| 本文 |
►

それぞれのゴール。

僕は中間業者だ、これはもう、疑いようがない。工場を持たない僕は、仕事を受けたら誰か工場の方にお願いして加工してもらうしかない、ただの人だ。

依頼主と言えば聞こえは良いが、実際に手を加えてくださる工場の方々との関係性というのは、日々良好に保つ必要がある。なんせ自分では出来ないことなのだから。


僕は佐渡島の実家が縫製工場だったこともあって、工場が強くも弱くもあることを知っている。そして何より、社会人として初めて入った会社も丸編み工場だった。工業とは切っても切れない腐れ縁だ。だからこそ、そこにいたからこそ、今、中間でファッションを市場に送り出している人たちとの商売を工業と繋いでいてとても強く感じることがある。

◄

| 問題と課題 |
1/ 本文によると、筆者の佐渡島の実家は何の工場だったか。
2/ データの行から、「table」という文字列を含む行をすべて集めよ。大文字と小文字は区別する。

| データの行 |
►

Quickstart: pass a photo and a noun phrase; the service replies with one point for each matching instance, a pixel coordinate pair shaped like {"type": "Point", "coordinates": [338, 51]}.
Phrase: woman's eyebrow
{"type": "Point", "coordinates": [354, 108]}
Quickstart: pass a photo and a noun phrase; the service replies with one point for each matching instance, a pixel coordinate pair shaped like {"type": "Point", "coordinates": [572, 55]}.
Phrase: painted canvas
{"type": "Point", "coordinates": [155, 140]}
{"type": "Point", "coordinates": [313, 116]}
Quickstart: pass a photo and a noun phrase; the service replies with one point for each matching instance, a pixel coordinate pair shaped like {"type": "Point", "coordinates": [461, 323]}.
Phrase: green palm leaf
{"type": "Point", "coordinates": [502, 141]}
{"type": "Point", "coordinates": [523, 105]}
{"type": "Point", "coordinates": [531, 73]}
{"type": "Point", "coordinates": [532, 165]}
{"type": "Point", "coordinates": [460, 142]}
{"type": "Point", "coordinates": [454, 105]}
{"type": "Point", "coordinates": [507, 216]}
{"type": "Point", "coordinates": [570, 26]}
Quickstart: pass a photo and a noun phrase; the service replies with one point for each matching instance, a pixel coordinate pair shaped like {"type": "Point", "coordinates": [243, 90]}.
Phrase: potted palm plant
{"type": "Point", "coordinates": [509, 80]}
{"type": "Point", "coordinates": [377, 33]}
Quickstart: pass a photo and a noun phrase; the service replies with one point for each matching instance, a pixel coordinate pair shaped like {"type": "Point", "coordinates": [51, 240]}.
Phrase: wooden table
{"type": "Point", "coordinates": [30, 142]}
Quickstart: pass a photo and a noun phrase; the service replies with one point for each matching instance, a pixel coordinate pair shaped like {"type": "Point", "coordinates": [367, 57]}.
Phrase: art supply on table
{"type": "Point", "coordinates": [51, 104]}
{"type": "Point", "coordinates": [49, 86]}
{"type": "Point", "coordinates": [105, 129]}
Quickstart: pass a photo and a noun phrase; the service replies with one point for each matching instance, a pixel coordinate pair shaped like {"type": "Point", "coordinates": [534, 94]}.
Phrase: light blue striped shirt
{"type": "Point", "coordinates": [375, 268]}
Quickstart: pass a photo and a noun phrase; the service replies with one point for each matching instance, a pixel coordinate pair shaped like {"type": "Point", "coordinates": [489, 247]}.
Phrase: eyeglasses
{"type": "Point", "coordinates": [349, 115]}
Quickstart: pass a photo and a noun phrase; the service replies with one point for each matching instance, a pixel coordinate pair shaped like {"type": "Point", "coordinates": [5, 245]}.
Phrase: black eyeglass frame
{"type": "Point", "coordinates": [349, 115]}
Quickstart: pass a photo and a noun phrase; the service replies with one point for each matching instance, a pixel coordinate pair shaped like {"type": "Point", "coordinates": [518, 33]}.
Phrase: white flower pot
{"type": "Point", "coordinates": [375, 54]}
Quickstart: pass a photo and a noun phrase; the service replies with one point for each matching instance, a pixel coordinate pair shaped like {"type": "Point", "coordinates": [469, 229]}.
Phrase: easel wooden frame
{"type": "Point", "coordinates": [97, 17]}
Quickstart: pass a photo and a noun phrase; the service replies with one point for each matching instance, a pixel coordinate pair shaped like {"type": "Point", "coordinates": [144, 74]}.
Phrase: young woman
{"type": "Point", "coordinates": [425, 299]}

◄
►

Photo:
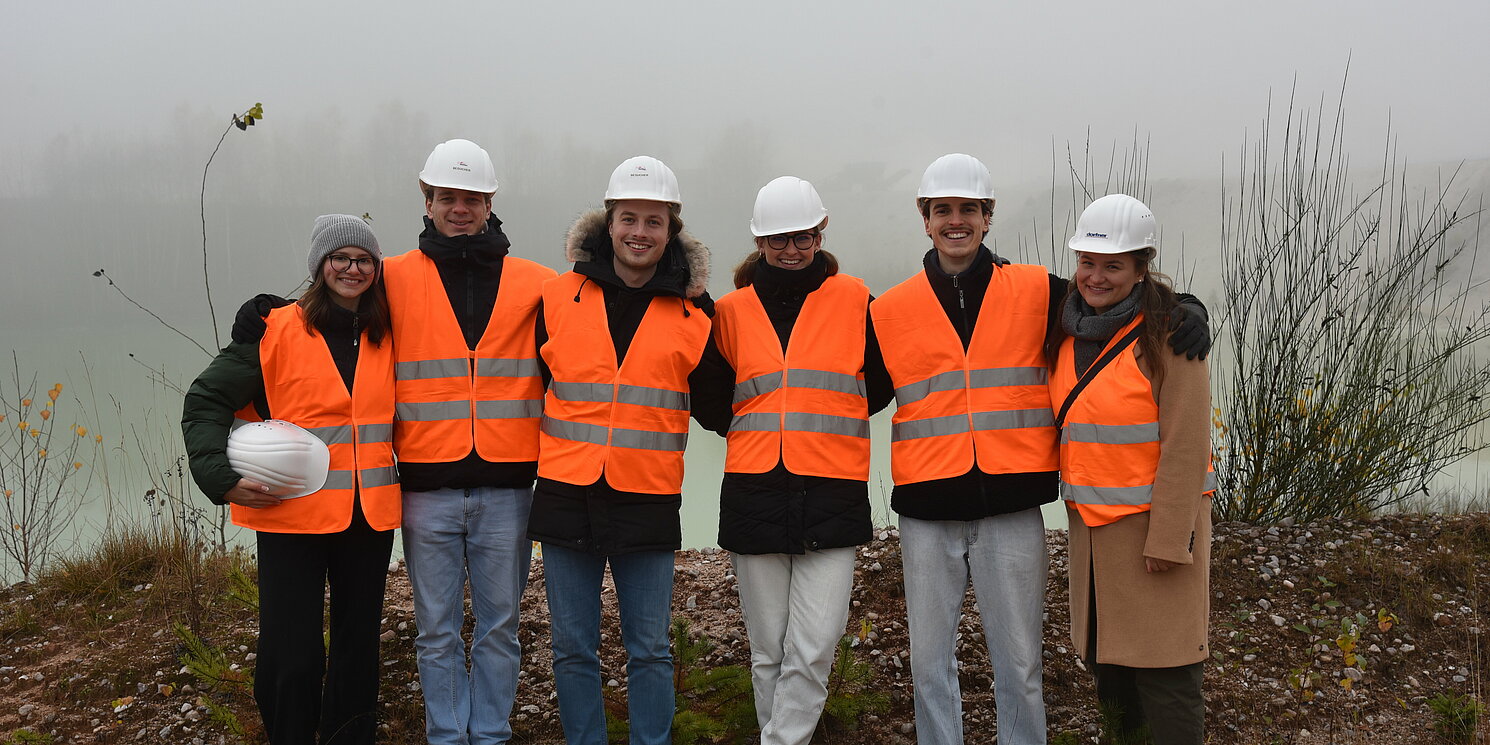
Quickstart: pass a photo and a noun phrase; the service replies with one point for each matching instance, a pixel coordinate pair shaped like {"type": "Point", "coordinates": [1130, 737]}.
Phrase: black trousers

◄
►

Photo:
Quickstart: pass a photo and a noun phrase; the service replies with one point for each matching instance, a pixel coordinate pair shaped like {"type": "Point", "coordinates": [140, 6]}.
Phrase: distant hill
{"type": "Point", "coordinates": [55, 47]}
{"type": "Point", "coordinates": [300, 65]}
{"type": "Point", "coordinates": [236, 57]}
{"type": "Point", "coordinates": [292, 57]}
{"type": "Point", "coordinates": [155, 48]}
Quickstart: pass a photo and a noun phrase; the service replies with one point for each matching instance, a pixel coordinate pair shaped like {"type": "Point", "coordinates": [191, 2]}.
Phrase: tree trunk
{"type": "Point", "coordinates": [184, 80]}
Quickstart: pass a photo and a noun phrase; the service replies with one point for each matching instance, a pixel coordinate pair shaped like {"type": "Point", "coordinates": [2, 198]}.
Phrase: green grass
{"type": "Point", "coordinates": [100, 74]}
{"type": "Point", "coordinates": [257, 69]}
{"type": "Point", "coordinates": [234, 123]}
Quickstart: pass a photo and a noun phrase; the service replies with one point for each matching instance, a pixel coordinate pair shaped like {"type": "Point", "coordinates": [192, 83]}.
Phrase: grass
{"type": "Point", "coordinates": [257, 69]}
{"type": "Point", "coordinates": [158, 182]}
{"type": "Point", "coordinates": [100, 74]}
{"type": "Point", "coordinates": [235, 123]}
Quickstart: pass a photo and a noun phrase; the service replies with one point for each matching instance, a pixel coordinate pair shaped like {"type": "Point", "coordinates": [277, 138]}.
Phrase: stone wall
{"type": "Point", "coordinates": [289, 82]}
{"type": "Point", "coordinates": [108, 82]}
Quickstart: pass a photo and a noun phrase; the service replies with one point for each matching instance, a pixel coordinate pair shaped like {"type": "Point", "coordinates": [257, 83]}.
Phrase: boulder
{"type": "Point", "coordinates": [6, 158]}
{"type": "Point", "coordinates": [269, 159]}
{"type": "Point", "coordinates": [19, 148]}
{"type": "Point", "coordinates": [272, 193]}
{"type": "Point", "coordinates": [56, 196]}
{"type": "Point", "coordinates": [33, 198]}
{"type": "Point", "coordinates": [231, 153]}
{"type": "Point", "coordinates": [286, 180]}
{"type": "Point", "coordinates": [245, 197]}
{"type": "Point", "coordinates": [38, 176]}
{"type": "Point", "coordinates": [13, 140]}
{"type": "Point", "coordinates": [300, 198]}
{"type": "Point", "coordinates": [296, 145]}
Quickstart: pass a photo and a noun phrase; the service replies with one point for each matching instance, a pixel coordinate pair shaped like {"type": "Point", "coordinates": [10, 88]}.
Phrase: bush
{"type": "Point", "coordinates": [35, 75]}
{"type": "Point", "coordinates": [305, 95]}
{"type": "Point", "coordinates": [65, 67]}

◄

| 解答一覧 |
1/ 縫製工場だった。

2/
Phrase: wooden table
Phrase: art supply on table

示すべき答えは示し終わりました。